>> Begin EXERCISE INPUTS

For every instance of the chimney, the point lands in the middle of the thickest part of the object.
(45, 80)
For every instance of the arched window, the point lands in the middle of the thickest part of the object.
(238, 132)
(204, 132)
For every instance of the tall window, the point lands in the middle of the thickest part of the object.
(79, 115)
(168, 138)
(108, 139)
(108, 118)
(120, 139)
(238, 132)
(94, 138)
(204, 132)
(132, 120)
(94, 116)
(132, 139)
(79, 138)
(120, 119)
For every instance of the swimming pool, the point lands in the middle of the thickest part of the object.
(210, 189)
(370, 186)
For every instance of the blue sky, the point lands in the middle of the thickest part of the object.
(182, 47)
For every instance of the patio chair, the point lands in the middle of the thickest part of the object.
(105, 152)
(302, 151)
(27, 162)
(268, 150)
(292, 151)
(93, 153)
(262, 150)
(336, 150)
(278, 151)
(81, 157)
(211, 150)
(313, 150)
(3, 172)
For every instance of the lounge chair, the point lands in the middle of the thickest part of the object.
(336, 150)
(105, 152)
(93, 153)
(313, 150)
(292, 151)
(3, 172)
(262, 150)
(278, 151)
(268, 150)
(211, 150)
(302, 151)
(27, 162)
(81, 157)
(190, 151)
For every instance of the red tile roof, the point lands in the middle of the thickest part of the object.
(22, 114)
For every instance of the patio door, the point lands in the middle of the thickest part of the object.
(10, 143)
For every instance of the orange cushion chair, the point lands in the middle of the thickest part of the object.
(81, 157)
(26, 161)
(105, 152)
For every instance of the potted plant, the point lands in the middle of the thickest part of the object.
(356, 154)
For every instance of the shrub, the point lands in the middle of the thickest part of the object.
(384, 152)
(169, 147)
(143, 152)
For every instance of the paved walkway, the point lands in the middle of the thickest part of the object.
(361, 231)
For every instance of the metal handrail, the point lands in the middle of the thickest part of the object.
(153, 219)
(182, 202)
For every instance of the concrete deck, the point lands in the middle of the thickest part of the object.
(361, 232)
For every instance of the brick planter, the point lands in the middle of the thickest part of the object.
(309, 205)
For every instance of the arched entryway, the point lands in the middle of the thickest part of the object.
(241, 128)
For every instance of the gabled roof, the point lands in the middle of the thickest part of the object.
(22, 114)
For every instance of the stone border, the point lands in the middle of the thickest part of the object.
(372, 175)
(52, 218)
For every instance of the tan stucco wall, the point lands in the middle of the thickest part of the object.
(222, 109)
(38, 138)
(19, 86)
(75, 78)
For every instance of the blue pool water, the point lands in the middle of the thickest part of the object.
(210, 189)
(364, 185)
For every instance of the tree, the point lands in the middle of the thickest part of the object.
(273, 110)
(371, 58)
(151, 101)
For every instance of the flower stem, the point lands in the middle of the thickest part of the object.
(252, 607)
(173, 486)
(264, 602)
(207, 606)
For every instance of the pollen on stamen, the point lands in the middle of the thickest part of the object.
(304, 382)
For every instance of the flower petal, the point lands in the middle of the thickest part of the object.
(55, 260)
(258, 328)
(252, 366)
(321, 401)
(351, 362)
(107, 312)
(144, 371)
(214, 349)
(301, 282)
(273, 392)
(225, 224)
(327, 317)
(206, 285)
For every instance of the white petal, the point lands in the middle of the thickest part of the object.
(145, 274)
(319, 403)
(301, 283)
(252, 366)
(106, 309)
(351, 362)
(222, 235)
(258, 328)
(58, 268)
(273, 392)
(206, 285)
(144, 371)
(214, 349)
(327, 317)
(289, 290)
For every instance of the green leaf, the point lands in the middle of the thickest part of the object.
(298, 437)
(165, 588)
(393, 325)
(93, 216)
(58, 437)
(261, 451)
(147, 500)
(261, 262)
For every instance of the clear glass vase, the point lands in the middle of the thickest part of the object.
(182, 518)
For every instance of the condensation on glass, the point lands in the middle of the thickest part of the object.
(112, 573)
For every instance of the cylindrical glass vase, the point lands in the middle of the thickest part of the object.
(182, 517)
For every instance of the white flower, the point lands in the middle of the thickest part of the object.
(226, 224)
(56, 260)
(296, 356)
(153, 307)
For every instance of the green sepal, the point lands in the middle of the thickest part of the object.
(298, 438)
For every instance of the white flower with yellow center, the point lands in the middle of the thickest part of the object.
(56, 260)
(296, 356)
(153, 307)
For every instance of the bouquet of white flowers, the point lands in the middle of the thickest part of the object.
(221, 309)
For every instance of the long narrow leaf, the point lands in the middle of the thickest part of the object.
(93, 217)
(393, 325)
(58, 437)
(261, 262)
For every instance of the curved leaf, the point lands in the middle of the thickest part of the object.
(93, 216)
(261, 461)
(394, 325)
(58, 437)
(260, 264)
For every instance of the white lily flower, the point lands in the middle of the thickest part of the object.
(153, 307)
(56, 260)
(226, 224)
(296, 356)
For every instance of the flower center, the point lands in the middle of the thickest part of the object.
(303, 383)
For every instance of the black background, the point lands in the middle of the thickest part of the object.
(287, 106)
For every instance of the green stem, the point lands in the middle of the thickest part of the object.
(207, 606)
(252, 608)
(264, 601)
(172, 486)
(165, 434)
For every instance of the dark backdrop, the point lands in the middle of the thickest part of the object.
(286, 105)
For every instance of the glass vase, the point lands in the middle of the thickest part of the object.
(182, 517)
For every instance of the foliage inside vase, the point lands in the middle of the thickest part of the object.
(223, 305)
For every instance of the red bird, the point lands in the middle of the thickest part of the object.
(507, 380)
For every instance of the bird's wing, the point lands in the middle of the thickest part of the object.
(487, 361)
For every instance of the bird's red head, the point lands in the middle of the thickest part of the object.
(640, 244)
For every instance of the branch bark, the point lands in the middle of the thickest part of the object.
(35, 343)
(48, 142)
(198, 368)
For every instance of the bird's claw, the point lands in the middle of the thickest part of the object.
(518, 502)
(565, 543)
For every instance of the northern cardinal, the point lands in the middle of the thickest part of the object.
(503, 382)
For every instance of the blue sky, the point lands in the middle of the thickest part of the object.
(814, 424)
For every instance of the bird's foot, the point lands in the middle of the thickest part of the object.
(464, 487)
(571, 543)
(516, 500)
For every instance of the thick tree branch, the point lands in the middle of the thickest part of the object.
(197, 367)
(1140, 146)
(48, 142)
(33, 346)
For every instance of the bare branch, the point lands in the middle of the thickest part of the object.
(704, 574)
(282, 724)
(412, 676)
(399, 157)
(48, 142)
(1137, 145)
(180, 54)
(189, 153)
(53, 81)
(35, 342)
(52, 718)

>> End EXERCISE INPUTS
>> Begin EXERCISE INPUTS

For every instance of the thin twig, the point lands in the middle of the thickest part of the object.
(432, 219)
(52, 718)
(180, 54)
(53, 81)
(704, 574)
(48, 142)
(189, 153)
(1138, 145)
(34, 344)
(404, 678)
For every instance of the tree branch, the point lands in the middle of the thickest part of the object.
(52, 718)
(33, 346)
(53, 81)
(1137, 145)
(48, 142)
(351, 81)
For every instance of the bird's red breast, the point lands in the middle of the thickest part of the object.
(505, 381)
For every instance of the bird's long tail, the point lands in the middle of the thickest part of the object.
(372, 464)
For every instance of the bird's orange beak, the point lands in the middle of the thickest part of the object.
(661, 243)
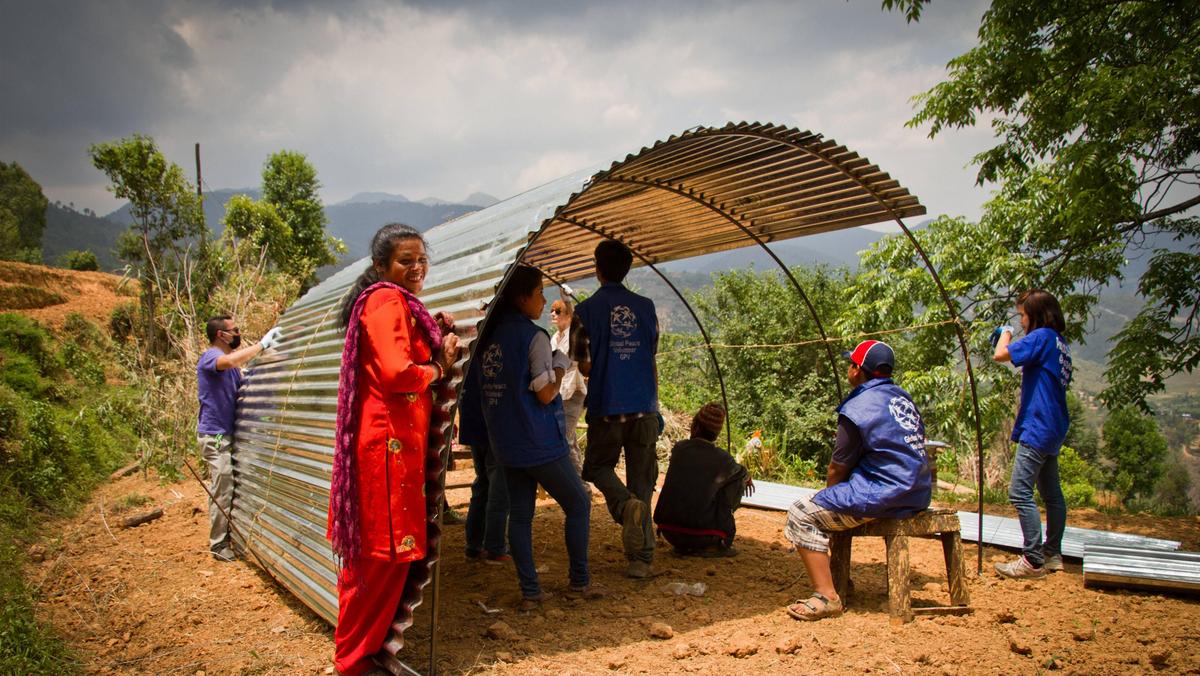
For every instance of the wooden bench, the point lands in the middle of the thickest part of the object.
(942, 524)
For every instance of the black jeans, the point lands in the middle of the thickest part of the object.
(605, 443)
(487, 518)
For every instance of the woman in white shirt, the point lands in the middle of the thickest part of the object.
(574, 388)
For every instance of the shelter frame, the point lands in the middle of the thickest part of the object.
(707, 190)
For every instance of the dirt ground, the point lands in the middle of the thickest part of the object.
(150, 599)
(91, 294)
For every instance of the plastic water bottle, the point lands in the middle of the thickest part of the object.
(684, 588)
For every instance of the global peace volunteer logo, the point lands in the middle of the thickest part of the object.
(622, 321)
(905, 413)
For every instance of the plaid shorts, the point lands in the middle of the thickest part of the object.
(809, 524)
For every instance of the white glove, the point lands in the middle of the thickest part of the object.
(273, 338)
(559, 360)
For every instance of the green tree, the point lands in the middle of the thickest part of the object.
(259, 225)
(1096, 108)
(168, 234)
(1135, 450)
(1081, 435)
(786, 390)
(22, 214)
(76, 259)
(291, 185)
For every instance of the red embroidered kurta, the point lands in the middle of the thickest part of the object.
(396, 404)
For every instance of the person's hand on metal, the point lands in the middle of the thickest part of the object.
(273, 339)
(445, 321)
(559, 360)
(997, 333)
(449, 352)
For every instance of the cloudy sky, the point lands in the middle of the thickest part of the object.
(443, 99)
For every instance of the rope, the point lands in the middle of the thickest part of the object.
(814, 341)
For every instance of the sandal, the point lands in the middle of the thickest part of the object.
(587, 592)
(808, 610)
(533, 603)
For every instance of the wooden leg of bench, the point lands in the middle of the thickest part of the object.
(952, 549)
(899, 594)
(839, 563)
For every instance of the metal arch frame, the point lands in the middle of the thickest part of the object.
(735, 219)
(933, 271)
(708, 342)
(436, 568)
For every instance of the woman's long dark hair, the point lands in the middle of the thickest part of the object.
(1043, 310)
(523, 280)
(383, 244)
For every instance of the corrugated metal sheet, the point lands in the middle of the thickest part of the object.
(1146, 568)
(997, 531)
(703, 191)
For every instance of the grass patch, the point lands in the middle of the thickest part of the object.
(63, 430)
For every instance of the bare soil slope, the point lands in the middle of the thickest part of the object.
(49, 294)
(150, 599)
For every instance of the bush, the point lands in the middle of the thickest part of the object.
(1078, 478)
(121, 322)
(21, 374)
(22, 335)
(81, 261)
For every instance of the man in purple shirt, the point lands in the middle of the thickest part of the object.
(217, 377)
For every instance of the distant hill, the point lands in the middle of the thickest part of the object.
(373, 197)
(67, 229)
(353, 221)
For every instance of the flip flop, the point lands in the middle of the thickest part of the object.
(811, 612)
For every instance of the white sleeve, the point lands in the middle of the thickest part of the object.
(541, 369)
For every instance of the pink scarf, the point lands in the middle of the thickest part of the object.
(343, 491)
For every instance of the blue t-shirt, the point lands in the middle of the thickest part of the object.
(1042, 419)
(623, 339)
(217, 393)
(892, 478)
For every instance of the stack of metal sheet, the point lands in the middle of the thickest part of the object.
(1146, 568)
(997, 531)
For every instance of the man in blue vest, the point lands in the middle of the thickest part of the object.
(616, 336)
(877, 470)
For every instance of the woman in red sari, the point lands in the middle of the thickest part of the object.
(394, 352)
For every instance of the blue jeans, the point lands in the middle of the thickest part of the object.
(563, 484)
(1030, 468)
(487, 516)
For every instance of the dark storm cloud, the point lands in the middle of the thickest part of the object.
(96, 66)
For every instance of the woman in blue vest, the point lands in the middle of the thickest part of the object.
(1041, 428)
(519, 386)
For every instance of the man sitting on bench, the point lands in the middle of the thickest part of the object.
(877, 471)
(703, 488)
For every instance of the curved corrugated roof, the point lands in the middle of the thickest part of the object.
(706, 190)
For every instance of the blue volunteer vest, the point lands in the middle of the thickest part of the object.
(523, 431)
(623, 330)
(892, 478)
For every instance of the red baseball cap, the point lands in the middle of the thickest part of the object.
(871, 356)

>> End EXERCISE INPUTS

WRITTEN REQUEST | List each line of the entries above that contains the string "volunteer".

EXPECTED ANSWER |
For every instance of the global peace volunteer logo, the point lands in the middle of the thickest part of the object.
For every instance of the blue volunteer vest, the point lands in the middle of the thickest part of the object.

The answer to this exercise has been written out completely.